▶ _The tasks_:
1. Do these statements agree with the Bit Butter thread? Answer yes or no for each and quote the words that decide it. (a) Slinkyunicorn's local saddlery sells Bit Butter in pots. (b) Capriole has used Bit Butter. (c) jess_asterix says her trainer also uses it.
2. Which two ingredients of Bit Butter does the opening post of the Bit Butter thread name?

▶ _Document section_:

• • • • • • •

# Bit Butter - anyone heard of it or used it?



## Slinkyunicorn (6 December 2011)

They have pots of it for sale in my local saddlery - it contains aloe and mint and other things to help the horse salivate and help heal any bruising

I have never heard or seen it before and wondered if anyone had seen it or used and what difference if any it makes and what is really the point of it

Thankies


----------



## Capriole (6 December 2011)

yes Ive heard of it, I saw it on a website a while back (poss a dressage one), no ive never used it or heard of anyone I know using it


----------



## jess_asterix (6 December 2011)

I use it, so does my trainer and quite a few other I know! 

It makes their lips all soft and my boy seems to love it so I just keep using it!


----------



## Slinkyunicorn (6 December 2011)

Do you just coat the bit in it before use then?

• • • • • • •

▶ _Data shown_:
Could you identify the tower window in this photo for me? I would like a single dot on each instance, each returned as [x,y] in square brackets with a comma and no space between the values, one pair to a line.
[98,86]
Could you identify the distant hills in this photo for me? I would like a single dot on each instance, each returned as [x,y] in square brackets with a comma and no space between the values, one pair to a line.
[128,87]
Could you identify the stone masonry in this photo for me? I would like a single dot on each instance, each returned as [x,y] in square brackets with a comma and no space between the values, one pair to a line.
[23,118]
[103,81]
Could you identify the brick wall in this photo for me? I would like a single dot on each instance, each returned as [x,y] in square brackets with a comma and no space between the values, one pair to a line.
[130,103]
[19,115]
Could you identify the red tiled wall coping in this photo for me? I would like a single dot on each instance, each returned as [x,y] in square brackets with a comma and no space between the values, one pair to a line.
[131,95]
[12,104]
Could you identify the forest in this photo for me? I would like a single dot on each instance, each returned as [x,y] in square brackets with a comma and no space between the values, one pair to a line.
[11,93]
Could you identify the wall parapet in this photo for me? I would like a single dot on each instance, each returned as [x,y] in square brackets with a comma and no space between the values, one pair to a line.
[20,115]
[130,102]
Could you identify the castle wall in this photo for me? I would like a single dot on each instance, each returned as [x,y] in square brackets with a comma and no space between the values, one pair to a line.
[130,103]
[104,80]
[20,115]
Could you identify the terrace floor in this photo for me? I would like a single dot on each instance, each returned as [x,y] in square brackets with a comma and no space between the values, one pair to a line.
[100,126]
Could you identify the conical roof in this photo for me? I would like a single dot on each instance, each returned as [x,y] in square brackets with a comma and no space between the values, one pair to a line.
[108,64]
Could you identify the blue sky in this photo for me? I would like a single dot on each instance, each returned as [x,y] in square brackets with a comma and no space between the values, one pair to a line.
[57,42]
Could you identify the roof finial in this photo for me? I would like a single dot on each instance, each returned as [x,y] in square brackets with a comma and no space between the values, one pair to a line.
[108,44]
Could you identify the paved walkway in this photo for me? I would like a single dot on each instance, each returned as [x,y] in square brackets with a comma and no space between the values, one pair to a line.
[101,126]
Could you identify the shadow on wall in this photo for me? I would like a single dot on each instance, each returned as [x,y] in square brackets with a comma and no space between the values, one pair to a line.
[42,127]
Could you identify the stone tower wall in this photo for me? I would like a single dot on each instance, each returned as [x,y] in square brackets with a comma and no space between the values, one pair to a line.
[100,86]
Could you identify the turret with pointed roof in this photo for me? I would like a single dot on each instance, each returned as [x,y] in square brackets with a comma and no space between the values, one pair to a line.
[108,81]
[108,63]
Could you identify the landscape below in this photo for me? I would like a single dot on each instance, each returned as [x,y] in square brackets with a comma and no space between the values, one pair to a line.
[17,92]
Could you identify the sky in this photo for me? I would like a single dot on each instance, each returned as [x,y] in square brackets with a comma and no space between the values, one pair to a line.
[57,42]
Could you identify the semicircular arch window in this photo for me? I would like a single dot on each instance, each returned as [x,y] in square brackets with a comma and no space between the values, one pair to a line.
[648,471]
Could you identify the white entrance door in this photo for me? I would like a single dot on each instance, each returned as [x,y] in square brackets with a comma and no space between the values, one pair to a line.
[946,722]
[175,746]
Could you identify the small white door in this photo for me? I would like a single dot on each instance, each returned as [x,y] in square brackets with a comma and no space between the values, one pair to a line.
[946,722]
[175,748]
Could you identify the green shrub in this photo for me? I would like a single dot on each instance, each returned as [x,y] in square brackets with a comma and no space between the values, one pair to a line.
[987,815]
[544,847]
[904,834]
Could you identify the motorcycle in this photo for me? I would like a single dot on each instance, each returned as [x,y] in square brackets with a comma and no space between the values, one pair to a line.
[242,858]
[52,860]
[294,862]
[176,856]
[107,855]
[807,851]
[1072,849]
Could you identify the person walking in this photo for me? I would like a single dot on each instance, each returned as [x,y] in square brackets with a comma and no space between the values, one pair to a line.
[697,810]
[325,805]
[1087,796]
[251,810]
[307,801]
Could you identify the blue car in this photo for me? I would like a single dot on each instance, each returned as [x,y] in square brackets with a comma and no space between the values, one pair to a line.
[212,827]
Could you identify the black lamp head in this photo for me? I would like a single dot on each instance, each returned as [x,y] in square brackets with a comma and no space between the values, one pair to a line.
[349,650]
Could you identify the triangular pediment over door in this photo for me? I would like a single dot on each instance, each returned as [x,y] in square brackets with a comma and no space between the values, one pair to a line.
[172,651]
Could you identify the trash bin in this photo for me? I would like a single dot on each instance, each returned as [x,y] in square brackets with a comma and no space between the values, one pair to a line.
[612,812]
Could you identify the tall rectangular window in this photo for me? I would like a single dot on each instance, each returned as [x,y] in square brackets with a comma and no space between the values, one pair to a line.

• • • • • • •

▶ _Outputs_:
1.
(a) Yes: "They have pots of it for sale in my local saddlery"
(b) No: "no ive never used it or heard of anyone I know using it"
(c) Yes: "I use it, so does my trainer"

2. Aloe and mint.